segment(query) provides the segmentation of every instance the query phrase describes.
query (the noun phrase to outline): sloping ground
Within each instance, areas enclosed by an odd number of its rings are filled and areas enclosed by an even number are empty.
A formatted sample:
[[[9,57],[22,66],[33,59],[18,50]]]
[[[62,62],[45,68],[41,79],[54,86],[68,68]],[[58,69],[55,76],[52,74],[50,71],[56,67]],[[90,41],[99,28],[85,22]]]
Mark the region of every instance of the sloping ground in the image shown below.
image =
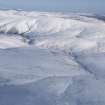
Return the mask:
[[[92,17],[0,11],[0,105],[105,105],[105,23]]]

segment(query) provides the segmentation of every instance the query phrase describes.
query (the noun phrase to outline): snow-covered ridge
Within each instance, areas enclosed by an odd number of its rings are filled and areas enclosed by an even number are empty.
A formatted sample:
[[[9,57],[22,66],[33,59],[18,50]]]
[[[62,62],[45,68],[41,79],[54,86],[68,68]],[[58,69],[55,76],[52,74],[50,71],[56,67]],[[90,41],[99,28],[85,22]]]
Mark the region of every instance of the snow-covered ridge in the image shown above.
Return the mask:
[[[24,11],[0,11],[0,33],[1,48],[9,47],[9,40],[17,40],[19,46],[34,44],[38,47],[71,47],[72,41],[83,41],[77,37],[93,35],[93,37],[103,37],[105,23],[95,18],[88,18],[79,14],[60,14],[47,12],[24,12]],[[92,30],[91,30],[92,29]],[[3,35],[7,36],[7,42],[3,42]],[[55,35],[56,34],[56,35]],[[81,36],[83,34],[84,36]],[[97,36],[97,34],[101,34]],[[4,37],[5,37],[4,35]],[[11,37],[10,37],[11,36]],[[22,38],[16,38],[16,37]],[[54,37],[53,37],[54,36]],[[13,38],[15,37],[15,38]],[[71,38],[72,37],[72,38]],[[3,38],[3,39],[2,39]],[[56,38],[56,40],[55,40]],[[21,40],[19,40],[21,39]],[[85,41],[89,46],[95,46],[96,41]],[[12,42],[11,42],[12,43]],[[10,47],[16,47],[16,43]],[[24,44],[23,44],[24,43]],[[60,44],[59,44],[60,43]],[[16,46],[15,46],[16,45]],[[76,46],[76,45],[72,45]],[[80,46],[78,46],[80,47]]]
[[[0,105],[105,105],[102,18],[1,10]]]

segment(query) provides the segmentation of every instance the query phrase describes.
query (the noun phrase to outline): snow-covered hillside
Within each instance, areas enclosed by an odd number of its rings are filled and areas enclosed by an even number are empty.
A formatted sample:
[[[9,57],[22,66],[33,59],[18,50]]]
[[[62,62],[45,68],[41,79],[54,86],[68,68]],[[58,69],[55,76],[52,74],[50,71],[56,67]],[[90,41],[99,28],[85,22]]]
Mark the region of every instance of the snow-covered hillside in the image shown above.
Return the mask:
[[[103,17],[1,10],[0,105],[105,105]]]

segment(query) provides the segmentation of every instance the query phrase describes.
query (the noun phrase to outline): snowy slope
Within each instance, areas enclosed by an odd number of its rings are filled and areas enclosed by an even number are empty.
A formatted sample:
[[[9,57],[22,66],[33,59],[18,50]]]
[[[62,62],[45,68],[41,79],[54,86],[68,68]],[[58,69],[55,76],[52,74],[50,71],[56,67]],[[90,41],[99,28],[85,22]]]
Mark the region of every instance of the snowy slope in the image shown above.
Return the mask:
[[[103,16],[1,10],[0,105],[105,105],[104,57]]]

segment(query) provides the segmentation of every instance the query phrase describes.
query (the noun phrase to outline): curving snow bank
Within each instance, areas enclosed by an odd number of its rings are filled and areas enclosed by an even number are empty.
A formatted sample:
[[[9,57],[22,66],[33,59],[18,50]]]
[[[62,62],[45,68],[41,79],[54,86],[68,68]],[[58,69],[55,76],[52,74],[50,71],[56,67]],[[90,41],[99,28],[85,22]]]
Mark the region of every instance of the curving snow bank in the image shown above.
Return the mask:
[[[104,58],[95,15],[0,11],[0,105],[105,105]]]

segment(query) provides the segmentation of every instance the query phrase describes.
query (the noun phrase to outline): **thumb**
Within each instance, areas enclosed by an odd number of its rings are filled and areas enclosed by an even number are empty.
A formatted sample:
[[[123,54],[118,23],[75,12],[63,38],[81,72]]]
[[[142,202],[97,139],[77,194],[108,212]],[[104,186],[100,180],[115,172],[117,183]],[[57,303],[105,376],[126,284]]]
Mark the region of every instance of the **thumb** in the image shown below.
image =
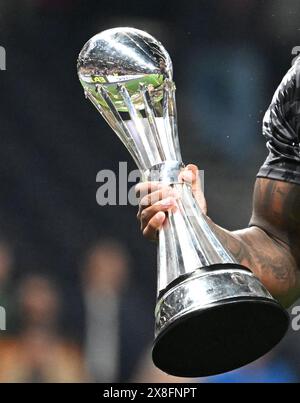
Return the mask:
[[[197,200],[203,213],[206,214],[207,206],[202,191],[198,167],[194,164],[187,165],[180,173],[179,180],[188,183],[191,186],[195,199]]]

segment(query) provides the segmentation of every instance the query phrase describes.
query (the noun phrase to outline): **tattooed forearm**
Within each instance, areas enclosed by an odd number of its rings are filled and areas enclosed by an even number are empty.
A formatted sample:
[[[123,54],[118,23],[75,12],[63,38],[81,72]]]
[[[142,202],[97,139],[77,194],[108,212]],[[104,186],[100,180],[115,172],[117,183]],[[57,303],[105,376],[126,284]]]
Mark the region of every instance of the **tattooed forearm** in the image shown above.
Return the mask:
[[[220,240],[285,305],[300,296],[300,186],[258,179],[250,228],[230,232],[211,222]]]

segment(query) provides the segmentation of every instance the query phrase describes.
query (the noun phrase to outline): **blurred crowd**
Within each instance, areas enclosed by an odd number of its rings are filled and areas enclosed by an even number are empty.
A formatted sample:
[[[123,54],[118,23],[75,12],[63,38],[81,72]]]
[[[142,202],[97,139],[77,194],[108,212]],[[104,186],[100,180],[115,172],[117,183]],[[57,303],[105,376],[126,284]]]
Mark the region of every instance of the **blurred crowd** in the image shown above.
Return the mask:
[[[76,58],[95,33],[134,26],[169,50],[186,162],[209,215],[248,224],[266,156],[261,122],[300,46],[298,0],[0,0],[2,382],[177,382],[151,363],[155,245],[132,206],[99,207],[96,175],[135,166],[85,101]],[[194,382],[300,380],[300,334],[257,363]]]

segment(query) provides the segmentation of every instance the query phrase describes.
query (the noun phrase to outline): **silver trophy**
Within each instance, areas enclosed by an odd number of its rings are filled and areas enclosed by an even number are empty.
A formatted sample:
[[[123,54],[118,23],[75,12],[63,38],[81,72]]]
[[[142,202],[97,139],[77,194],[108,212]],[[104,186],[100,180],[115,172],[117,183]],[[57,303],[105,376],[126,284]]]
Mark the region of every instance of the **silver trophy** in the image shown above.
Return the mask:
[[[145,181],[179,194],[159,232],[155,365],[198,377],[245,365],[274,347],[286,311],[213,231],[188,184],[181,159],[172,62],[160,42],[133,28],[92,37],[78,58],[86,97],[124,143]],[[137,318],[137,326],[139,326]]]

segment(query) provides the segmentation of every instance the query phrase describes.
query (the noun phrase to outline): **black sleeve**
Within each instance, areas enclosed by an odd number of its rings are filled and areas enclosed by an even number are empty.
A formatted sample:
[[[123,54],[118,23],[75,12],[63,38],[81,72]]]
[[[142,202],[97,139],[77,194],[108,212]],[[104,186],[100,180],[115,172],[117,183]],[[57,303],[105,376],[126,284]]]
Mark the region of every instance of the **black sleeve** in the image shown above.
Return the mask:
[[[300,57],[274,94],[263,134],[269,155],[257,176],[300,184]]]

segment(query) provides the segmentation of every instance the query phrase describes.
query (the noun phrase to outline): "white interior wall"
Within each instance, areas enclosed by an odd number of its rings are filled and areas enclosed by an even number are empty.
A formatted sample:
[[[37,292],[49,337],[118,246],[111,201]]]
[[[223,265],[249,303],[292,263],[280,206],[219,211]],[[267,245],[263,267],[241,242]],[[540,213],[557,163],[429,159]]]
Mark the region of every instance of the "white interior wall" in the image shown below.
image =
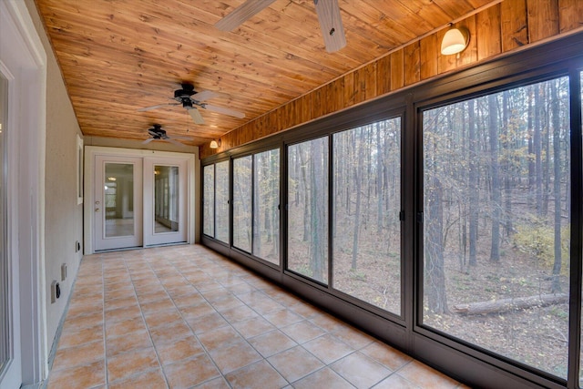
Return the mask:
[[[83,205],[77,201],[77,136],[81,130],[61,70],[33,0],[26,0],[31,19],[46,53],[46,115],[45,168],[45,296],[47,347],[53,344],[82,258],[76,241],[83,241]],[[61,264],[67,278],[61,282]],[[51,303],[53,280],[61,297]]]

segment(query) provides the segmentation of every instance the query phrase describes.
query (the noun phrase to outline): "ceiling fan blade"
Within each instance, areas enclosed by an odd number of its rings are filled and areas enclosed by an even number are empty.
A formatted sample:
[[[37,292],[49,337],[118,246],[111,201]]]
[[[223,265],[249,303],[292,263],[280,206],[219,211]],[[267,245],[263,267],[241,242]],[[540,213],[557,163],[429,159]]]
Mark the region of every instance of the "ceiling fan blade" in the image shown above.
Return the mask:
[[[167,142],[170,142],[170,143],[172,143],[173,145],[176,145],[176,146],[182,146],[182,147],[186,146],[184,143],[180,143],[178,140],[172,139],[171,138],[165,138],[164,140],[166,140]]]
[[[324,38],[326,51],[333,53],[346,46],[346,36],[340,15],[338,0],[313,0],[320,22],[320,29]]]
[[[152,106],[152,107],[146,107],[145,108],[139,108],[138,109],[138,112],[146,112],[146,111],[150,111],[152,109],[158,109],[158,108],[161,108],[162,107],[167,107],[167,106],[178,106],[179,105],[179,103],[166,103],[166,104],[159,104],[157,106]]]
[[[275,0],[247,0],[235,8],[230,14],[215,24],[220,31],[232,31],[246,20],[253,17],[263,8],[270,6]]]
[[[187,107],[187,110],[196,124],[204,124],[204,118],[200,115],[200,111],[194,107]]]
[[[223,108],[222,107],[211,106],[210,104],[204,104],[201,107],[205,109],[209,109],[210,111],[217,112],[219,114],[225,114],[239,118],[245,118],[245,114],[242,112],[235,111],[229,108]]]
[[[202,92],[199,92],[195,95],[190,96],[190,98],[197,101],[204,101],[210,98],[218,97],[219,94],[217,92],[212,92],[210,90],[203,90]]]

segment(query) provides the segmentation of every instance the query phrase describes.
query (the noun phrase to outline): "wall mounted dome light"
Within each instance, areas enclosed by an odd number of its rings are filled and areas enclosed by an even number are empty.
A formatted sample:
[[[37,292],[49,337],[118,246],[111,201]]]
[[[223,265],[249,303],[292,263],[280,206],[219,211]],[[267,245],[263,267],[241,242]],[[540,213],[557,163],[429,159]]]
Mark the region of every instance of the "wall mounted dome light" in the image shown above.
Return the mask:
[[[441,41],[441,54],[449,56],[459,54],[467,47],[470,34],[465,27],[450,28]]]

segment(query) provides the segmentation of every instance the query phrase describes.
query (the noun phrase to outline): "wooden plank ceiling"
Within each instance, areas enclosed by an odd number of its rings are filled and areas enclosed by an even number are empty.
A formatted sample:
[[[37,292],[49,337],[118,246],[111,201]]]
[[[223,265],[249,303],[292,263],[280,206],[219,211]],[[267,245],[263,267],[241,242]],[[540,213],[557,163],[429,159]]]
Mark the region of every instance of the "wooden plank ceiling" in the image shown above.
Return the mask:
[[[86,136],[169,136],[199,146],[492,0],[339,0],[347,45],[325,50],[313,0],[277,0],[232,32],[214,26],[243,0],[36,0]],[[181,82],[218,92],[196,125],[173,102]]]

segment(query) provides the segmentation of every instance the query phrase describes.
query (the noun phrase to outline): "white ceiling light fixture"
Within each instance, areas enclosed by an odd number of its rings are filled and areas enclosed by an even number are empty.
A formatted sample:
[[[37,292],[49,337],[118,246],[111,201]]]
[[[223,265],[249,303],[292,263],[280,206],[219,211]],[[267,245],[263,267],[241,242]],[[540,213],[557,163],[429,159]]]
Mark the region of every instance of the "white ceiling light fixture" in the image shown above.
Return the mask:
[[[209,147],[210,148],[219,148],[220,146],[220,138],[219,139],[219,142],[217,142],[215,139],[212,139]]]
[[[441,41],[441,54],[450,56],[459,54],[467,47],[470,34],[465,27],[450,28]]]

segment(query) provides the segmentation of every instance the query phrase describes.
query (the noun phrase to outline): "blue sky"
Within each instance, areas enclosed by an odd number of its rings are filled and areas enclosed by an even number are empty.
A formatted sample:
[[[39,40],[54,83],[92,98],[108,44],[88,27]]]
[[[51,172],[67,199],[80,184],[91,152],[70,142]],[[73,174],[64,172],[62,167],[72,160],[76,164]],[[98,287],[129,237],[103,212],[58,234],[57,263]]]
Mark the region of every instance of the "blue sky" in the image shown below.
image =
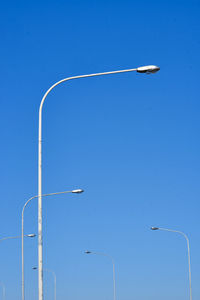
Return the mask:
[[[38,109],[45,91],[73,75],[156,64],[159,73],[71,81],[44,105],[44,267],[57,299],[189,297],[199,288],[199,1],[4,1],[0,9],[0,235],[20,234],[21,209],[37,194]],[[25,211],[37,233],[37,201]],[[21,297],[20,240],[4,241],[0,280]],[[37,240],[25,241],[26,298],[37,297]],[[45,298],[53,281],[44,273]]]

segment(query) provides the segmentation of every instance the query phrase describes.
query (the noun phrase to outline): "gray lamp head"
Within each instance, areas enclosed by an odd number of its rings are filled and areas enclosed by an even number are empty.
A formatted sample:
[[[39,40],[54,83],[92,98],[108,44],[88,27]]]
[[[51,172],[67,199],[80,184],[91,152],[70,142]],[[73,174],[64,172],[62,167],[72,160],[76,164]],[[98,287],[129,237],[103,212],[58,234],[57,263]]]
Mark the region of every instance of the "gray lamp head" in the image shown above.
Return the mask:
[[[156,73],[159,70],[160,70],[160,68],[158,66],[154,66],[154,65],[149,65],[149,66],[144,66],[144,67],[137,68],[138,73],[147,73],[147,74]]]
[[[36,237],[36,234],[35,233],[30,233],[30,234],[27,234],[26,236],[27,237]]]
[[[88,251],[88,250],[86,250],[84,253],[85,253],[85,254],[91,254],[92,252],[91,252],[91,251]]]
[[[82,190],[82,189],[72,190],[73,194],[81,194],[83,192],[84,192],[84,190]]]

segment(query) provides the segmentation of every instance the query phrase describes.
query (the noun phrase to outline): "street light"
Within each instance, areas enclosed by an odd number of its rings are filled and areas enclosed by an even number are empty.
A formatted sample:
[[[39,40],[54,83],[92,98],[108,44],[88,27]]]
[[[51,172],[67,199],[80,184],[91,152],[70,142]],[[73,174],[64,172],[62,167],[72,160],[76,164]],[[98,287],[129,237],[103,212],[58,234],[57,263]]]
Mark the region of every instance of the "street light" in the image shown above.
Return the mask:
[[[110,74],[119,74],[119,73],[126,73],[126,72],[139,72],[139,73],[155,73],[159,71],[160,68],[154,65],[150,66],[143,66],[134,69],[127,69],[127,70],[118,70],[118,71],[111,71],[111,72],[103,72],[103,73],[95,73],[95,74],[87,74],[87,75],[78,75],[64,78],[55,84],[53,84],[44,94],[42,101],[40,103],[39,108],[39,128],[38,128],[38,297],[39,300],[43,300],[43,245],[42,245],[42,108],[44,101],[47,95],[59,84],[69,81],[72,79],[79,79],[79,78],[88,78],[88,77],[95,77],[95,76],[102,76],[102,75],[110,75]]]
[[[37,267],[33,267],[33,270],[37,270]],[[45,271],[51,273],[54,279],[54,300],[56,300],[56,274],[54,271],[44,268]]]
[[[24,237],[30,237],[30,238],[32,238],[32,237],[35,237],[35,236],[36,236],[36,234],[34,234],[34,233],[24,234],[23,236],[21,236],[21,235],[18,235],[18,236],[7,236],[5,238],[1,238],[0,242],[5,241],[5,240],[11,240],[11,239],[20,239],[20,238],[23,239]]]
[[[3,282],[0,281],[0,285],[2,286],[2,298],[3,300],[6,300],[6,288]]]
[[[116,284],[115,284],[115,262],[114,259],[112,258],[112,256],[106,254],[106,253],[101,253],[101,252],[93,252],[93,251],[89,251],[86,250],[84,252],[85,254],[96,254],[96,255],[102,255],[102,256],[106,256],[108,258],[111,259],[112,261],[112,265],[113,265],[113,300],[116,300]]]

* **Your goal**
Please copy the material from its first line through the line containing "[[[92,17],[0,11],[0,105],[105,105],[105,23]]]", swapping every "sloping ground" for "steep terrain" and keeping all else unchanged. Omit the pictures from your answer.

* **Full response**
segment(query) provides the segmentation of every instance the query phrase describes.
query (the noun phrase to outline): steep terrain
Within each instance, areas enclosed by an odd number of its rings are filled and areas enclosed by an even number are empty.
A formatted sample:
[[[9,57],[22,66],[33,59],[18,50]]]
[[[62,62],[45,68],[41,79],[54,86],[68,68]],[[58,69],[55,76],[52,74],[50,71],[56,67]],[[90,41],[99,28],[85,22]]]
Mark the region of every instance of the steep terrain in the image shown below.
image =
Return the mask:
[[[92,17],[0,11],[0,105],[105,105],[105,23]]]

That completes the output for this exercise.